** 抜粋本文 **
暑い季節になるとニュースを賑わせる、寄生虫「アニサキス」による食中毒事故。この度、革新的な殺虫技術が開発されたのですが、手放しで喜べないとする意見も存在します。
(アイキャッチ画像提供:茸本朗)
アニサキスの被害は年々増加
いまや我々一般人の中で「最も知名度の高い寄生虫」といえるアニサキス。海産魚介類の生食を原因とする寄生虫症の中で、我が国で最も多発するものが、これが原因で引き起こされるアニサキス症です。
近年、アニサキス成虫の宿主であるクジラが日本近海で増加しており、アニサキスに寄生された魚自体が非常に多くなっています。また、芸能人のアニサキス症発祥のニュースが増えたことなどで、アニサキスという存在自体の認知もまた拡大したといえるでしょう。
これらの要因によりアニサキス食中毒患者の報告件数が増えており、今では「刺身を食べたあとに具合が悪くなった」ら、誰もがアニサキスを疑うような状況となっているようです。
アニサキスが「和食文化」を破壊する?
そんなアニサキスとアニサキス症ですが、アニサキスに「魚の鮮度が落ちると、本来の寄生部位である内臓から筋肉に移行する」という性質があることから「鮮度の悪くなった刺身や寿司」を食べることで感染すると思われがちです。
しかし実際はアニサキスにも個体差があり、非常に鮮度の良い魚で造った刺身であっても、すでにアニサキスが寄生している例はあるのです。そのため、生食料理を提供する際には、現時点でアニサキス症を0にするのはまず不可能といえます。

** 保存データ **
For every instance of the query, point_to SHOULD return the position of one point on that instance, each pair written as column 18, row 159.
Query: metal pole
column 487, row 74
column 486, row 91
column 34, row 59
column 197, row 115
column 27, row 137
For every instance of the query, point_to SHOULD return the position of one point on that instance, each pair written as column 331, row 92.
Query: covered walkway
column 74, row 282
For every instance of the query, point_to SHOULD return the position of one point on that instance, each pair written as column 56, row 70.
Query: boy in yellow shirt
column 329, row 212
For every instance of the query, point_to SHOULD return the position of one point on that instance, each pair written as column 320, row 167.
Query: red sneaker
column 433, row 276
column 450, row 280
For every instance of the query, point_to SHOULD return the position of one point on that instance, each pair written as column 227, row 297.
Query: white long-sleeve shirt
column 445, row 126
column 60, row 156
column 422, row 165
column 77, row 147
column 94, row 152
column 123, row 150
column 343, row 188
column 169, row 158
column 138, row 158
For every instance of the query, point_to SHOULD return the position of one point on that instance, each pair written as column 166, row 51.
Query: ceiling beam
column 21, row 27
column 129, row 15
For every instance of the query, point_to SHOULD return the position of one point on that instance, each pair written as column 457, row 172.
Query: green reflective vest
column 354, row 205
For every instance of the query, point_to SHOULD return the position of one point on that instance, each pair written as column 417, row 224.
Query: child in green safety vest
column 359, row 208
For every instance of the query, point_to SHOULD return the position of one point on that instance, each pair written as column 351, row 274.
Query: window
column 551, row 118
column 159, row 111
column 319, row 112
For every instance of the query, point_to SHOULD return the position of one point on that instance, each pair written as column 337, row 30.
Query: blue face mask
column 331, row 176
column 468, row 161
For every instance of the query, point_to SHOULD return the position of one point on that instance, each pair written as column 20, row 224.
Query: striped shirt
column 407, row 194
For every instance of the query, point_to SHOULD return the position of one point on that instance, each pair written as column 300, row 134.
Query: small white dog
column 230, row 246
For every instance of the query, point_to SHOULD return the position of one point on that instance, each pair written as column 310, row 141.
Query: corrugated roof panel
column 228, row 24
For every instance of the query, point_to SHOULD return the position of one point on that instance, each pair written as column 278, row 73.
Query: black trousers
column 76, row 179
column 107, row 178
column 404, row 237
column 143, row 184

** 作業内容 **
アニサキスに関する本文から、かぎかっこ「」で囲まれた語句をすべて抜き出し、登場順に並べてください。 記録は本文とは切り離された別個の資料です。

** 解答欄 **
1. 「アニサキス」
2. 「最も知名度の高い寄生虫」
3. 「刺身を食べたあとに具合が悪くなった」
4. 「和食文化」
5. 「魚の鮮度が落ちると、本来の寄生部位である内臓から筋肉に移行する」
6. 「鮮度の悪くなった刺身や寿司」